Trecho fornecido
^^^^^^^^
Marcelo Bolognese: liminares deram ganho de tempo importante para empresas — Foto: Claudio Belli/Valor
A Receita Federal rejeitou uma tese que foi utilizada por contribuintes para tentar, no Judiciário, postergar o pagamento de impostos durante a pandemia – antes ainda de o governo autorizar o adiamento de alguns deles por meio da Portaria nº 139, de 3 de abril. O órgão entendeu, por meio de duas soluções de consulta, que não pode ser aplicada, em meio à crise, outra portaria, a de nº 12, que trata de calamidade pública.
Pelas soluções de consulta nº 131 e nº 4.025, editadas neste mês, respectivamente, pela Coordenação-Geral de Tributação (Cosit) e pela Divisão de Tributação (Disit), a portaria e a Instrução Normativa RFB nº 1.243, ambas de 2012, tratam de situação distinta da calamidade pública reconhecida pelo Decreto Legislativo n° 6, deste ano, que tem abrangência nacional, decorrente da pandemia global.
^^^^^^^^
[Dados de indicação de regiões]
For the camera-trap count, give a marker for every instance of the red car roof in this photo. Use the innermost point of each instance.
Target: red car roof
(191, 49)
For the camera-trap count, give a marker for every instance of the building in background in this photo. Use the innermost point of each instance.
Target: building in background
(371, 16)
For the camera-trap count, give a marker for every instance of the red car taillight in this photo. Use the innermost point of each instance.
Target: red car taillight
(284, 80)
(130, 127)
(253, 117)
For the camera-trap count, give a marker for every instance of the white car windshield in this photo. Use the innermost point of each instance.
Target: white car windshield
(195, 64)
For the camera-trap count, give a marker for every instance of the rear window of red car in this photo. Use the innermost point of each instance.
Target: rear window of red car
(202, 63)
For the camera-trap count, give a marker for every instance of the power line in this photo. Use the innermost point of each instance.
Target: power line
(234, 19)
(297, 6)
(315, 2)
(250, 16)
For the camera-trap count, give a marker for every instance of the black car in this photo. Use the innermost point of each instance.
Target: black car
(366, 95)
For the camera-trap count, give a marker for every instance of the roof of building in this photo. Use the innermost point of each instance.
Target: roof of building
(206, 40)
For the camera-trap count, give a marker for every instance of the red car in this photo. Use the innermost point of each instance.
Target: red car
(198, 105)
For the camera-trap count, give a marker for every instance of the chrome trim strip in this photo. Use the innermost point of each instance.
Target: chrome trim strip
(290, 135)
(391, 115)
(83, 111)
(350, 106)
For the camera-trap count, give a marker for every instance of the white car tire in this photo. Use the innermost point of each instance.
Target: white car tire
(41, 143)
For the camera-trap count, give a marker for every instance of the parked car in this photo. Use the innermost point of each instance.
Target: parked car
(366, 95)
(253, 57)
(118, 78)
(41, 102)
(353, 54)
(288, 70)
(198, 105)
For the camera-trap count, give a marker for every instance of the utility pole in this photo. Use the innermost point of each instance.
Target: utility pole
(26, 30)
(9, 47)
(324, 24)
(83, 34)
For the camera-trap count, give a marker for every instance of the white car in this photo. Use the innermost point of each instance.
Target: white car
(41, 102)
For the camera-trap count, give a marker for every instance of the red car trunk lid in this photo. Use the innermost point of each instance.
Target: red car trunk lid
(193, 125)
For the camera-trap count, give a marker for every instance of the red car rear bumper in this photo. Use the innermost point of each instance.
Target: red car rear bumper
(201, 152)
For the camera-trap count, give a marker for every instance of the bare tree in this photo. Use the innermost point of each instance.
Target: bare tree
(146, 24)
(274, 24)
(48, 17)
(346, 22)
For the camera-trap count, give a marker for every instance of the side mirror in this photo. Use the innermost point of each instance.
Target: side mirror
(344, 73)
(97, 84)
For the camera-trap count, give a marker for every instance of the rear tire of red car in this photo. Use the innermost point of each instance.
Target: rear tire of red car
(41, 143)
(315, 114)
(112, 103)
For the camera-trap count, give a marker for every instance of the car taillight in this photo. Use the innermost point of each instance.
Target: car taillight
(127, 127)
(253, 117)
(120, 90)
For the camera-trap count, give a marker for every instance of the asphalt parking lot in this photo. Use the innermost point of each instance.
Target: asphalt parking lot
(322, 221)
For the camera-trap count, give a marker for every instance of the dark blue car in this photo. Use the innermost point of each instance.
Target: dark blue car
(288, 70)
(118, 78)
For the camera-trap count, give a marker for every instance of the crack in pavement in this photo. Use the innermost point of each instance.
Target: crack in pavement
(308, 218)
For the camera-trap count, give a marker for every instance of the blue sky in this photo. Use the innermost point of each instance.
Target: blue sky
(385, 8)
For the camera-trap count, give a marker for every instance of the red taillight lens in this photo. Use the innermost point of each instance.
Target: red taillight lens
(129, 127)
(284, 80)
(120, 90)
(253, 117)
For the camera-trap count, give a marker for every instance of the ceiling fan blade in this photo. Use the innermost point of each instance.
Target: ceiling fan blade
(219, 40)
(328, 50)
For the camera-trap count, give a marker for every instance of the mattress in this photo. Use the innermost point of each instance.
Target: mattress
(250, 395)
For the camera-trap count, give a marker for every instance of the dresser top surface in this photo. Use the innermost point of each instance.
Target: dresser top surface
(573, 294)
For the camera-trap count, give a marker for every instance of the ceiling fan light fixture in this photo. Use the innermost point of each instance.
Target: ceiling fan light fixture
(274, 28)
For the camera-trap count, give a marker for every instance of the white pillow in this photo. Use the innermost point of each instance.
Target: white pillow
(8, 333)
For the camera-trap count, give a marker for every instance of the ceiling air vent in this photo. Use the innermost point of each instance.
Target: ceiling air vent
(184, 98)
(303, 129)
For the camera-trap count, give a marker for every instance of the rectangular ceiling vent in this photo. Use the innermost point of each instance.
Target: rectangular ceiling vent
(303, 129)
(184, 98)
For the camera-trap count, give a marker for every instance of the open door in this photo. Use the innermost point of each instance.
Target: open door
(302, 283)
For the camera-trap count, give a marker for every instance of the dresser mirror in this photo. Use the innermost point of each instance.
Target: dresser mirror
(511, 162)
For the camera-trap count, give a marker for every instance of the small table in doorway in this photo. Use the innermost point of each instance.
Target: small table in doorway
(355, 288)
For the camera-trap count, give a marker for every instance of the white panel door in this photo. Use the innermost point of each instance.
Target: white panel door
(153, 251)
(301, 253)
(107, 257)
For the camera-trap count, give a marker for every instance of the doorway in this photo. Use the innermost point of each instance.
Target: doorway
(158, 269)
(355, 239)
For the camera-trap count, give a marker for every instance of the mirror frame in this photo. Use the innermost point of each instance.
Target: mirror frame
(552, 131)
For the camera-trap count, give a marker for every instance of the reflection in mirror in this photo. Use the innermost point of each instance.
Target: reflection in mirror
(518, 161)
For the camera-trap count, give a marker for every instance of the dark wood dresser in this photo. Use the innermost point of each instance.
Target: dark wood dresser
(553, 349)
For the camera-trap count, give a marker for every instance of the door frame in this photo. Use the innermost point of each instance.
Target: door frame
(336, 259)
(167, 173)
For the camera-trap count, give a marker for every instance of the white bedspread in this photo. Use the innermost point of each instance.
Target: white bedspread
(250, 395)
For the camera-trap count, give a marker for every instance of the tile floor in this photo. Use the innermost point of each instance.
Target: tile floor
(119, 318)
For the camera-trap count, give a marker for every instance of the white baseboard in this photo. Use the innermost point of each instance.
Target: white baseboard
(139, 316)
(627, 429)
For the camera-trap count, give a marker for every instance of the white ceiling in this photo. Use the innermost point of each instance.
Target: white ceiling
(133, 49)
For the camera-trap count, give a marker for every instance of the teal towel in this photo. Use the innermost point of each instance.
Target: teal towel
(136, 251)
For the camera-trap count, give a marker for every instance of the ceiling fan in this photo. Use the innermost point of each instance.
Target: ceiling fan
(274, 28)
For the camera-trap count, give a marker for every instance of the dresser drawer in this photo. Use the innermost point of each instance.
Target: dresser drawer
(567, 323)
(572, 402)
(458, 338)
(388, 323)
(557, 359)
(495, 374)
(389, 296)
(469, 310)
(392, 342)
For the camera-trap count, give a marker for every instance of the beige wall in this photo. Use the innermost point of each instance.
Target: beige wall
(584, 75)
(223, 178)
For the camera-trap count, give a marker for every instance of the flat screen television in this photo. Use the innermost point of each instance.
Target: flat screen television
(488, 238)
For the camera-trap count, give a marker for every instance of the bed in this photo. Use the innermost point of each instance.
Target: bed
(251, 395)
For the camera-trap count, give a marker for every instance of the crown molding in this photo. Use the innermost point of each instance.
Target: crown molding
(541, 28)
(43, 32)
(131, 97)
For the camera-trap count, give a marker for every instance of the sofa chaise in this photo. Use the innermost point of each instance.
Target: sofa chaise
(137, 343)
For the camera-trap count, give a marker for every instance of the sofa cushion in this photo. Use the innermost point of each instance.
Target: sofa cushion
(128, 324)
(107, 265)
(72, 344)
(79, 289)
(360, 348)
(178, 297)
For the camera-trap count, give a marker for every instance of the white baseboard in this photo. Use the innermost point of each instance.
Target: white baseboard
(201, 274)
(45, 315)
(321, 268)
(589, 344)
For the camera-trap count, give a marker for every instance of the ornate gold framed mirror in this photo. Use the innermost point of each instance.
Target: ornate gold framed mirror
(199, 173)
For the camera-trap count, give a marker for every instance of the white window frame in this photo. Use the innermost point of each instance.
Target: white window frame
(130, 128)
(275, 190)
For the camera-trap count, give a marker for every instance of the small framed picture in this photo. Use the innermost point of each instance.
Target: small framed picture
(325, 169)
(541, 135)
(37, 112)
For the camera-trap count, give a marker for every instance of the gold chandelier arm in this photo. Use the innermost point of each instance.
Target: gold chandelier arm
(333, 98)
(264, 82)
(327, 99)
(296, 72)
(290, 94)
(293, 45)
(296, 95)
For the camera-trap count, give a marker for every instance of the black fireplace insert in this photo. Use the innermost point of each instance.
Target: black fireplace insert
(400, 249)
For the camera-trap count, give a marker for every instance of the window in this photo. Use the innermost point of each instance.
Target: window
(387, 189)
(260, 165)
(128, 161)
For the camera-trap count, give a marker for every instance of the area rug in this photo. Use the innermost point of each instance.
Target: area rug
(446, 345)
^^^^^^^^
Tarefas a fazer
- 1) Repita, sem nenhuma alteração, a parte do trecho fornecido que começa em "Marcelo Bolognese: liminares" e termina em "de calamidade pública.".
- 2) Segundo o trecho fornecido, qual portaria autorizou o adiamento de alguns impostos?
- 3) Por favor, diga se cada afirmação abaixo está de acordo com o trecho fornecido, respondendo sim ou não e citando as palavras do trecho que decidem a questão.
(a) A solução de consulta nº 131 foi editada pela Coordenação-Geral de Tributação (Cosit).
(b) A Receita Federal entendeu que a Portaria nº 12 pode ser aplicada durante a crise.
(c) O Decreto Legislativo nº 6 tem abrangência regional.

Respostas
- 1)
Marcelo Bolognese: liminares deram ganho de tempo importante para empresas — Foto: Claudio Belli/Valor
A Receita Federal rejeitou uma tese que foi utilizada por contribuintes para tentar, no Judiciário, postergar o pagamento de impostos durante a pandemia – antes ainda de o governo autorizar o adiamento de alguns deles por meio da Portaria nº 139, de 3 de abril. O órgão entendeu, por meio de duas soluções de consulta, que não pode ser aplicada, em meio à crise, outra portaria, a de nº 12, que trata de calamidade pública.

- 2) A Portaria nº 139, de 3 de abril.

- 3)
(a) Sim: "Pelas soluções de consulta nº 131 e nº 4.025, editadas neste mês, respectivamente, pela Coordenação-Geral de Tributação (Cosit) e pela Divisão de Tributação (Disit)".
(b) Não: "que não pode ser aplicada, em meio à crise, outra portaria, a de nº 12".
(c) Não: "que tem abrangência nacional".